**SOURCE EXTRACT**
☆ ☆ ☆ ☆
Corrosion rates of the Mg oxide surface are much lower than those of the inner alloy; they are needed for assessing OA_i values. Because the corrosion rate of the interior AZ61 Mg alloy element in saline is 13.7 times faster than that of the external oxide layer elements estimated from the experimental data of Wu et al. (2015) and Tkacz et al. (2016), the OA_i value of the oxide layer is assigned to 0.07 when OA_i = 1 is set for micro elements of intact magnesium. However, OA_i values for the spotted microporous surface are not known a priori for a specimen. To identify the locations of initial porous elements on the oxide surface, the pit distribution of a specimen measured at the first 200 h is used for specifying OA_i values on the surface. The final selection of OA_i values between 0.4 and 0.6 was further assessed by trial and error via the first 200 h of simulation. This step leads to a proper comparison between simulation and experiment. The combined effect of OA_i and EA_i is expressed as the corrosion attribute (CA_i):

$\mathit{C}{\mathit{A}}_{\mathit{i}}\mathit{=E}{\mathit{A}}_{\mathit{i}}\cdot \mathit{O}{\mathit{A}}_{\mathit{i}}(2)$

The corrosion probability (CP_i) of the ith element is determined as follows:

$\mathit{C}{\mathit{P}}_{\mathit{i}}\mathrm{=}\frac{\mathit{ML}}{{\mathit{M}}_{\mathit{e}}}\cdot \frac{\mathit{C}{\mathit{A}}_{\mathit{i}}}{{\displaystyle \sum _{\mathit{i=1}}^{\mathit{n}}\mathit{C}{\mathit{A}}_{\mathit{i}}}}(3)$

where the ratio of mass loss ($\mathrm{ML=}\dot{{\mathrm{M}}_{\mathrm{e}}}\cdot \mathrm{S}\cdot \mathrm{\Delta t}$) to element mass $\left(M_e\right)$ indicates the number of elements being corroded at the time step. The ratio of CA_i to the summation of CA_i values of all the n-elements stands for the affecting corrosion rate of each element. Notice that for intact magnesium micro elements, CP_i remains nil as OAi = 0. They will not be corroded until they are in contact with saline through pitting surfaces. The increase in the pitting surface with saline could increase the corrosion speed with time.

A Monte Carlo (Sharland et al., 1989) algorithm is employed to randomly select ML/M_e (number of elements) elements to be corroded and those elements would become void in the computational model at the next time step. The algorithm involves generating a random number for each element to compare CP_i values to determine if this element is corroded and removed. The procedure can be repeated N time steps to relieve elements (N is the number of cycles of corrosion, which can be defined according to user needs, each cycle is default to 25 h). The results of the first 500 h are obtained and compared with the experimental results, and the total simulation time was extended to 3,000 h in this study.

Image Processing and Quantization

To identify the corrosion characteristics, image processing procedures are employed using Matlab to assess the pitting characteristics. Both the micro-CT images and simulation results are converted to 3D models in STL files. To obtain the pitting maximum depth, the maximum depth of each corrosion pit is calculated by the difference between the maximum and minimum of z as shown in Supplementary Figure S1 in the Appendix. To obtain the number of corrosion pits and the projected corrosion area on the surface, the cross sections from the 3D model are exported for morphological feature recognition. After using the Canny method (Canny, 1986) to detect the edge of the pit pattern, the enclosed region from the pits is filled for distinguishing the corroded and non-corroded elements as shown in Supplementary Figure S2.
☆ ☆ ☆ ☆
**DATA FOR REVIEW**
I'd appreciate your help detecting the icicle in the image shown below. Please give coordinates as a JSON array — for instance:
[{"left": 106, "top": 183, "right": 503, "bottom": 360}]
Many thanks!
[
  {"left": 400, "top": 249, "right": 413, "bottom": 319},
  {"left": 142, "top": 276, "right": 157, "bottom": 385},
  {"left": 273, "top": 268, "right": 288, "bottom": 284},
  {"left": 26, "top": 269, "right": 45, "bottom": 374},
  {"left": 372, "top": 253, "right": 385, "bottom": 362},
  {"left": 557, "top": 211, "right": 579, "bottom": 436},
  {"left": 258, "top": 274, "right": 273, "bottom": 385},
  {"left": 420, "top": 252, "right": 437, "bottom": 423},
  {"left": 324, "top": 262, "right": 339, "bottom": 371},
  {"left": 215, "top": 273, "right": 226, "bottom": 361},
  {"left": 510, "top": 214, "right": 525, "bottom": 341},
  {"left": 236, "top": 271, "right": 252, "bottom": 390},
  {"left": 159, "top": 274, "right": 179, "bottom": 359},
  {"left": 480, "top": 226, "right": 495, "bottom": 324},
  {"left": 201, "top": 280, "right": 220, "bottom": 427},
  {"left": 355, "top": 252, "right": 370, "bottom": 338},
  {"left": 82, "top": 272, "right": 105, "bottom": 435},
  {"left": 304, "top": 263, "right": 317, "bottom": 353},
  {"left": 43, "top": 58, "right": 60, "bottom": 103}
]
☆ ☆ ☆ ☆
**EXERCISE BRIEF**
Please rewrite the magnesium corrosion passage from "where the ratio" up to and including "speed with time.", putting "zero" in place of "nil".

**TASK RESPONSE**
where the ratio of mass loss ($\mathrm{ML=}\dot{{\mathrm{M}}_{\mathrm{e}}}\cdot \mathrm{S}\cdot \mathrm{\Delta t}$) to element mass $\left(M_e\right)$ indicates the number of elements being corroded at the time step. The ratio of CA_i to the summation of CA_i values of all the n-elements stands for the affecting corrosion rate of each element. Notice that for intact magnesium micro elements, CP_i remains zero as OAi = 0. They will not be corroded until they are in contact with saline through pitting surfaces. The increase in the pitting surface with saline could increase the corrosion speed with time.